━━━ RECORDS TO USE

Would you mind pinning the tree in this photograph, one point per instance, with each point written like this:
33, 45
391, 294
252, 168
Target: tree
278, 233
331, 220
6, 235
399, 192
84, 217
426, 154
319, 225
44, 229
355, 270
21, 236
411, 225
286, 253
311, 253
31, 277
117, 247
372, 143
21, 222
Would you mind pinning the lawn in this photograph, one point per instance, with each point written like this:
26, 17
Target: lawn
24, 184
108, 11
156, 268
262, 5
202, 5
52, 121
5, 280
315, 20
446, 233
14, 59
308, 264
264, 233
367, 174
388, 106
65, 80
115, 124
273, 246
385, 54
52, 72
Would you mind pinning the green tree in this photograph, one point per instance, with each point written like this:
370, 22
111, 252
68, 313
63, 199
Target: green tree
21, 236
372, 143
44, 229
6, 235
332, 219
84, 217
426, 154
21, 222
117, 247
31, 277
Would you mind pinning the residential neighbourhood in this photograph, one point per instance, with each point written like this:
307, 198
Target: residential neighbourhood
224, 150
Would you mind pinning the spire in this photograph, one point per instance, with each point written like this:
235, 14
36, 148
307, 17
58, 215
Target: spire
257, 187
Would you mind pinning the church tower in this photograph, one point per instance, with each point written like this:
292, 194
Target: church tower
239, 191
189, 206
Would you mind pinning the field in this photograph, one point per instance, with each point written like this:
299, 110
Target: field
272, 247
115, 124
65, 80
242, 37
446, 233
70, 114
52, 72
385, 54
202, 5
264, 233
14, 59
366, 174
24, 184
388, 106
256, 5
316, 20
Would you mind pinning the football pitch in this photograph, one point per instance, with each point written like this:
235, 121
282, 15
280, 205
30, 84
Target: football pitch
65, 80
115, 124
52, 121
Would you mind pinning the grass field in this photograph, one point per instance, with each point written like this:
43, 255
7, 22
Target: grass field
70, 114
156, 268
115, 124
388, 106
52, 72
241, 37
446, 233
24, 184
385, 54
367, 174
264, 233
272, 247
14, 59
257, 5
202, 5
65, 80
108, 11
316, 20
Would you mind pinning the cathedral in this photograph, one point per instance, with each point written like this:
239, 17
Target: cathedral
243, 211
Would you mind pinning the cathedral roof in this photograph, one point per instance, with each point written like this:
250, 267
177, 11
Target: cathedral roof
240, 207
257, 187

━━━━━━

→ **ABOUT THIS EXERCISE**:
The data above should be reproduced in full and exactly.

→ **RESPONSE AREA**:
Would you mind pinning the tree in this photograph, one point per instance, with each point written like this:
33, 45
391, 294
252, 168
Target: tree
278, 233
331, 220
6, 235
399, 192
84, 217
426, 154
319, 225
44, 229
355, 270
21, 236
411, 225
286, 253
311, 253
31, 277
117, 247
372, 143
21, 222
Would you mind pinning the lawn in this photograph, one point per instance, with each point written like this:
26, 17
Target: lawn
24, 184
108, 11
156, 268
262, 5
202, 5
52, 121
5, 280
315, 20
446, 233
14, 59
308, 264
264, 233
367, 174
388, 106
65, 80
115, 124
273, 246
385, 54
52, 72
Would you mind pinning the green tree in this photograph, one point per instance, with each point written like this:
370, 22
111, 252
68, 313
63, 199
Target: green tree
21, 236
372, 143
44, 229
6, 235
332, 219
84, 217
426, 154
21, 222
117, 247
31, 277
Would you mind pinning the residential neighbourhood in this photograph, one point per instance, with each point written like this:
307, 198
Target: residential neighbourhood
224, 150
Would you mind pinning the spire in this photograph, one point per instance, with each point written like this:
235, 14
36, 148
307, 17
58, 215
Target: spire
257, 187
Would you mind pinning the church tower in this photograph, one point per instance, with each point written like this:
292, 194
Target: church tower
239, 191
189, 206
Would you mind pinning the field in this photograph, one point per instance, with each point written like this:
299, 110
Target: field
272, 247
115, 124
65, 80
242, 37
446, 233
70, 114
52, 72
385, 54
202, 5
264, 233
14, 59
366, 174
24, 184
388, 106
256, 5
316, 20
Would you mind pinning the football pitch in this photograph, one point per instance, with each point written like this:
235, 121
282, 15
280, 205
30, 84
Target: football pitch
65, 80
115, 124
52, 121
Would you mind pinning the grass field in this photograph, one point per instance, with each point written like this:
43, 255
7, 22
Target: grass field
70, 114
156, 268
115, 124
388, 106
52, 72
241, 37
446, 233
24, 184
385, 54
367, 174
264, 233
272, 247
14, 59
257, 5
202, 5
65, 80
108, 11
316, 20
Would you mind pinning the cathedral in this photograph, one point per instance, with each point written like this:
239, 17
Target: cathedral
243, 211
Would you mind pinning the cathedral roof in this photograph, one point per instance, with each point written like this:
250, 267
177, 11
Target: cathedral roof
240, 207
257, 187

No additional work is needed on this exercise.